--- start of Given entries ---

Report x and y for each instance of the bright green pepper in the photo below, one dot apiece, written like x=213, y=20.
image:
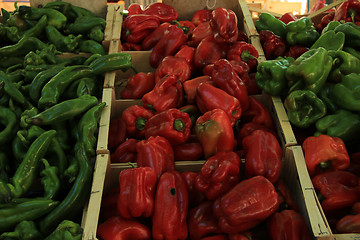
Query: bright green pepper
x=343, y=64
x=29, y=210
x=270, y=75
x=301, y=32
x=269, y=22
x=343, y=124
x=25, y=230
x=352, y=34
x=346, y=93
x=330, y=41
x=304, y=108
x=67, y=230
x=310, y=70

--- end of Given entries ---

» **Exercise instructions**
Copy out the records above line for line, leaving out the picture.

» **Response**
Report x and y for each instance of the bright green pepper in the photo below, one dot apiece, written like x=213, y=20.
image:
Query: bright green pepper
x=343, y=64
x=29, y=210
x=270, y=75
x=301, y=32
x=269, y=22
x=343, y=124
x=25, y=230
x=352, y=34
x=346, y=93
x=330, y=41
x=304, y=108
x=67, y=230
x=310, y=70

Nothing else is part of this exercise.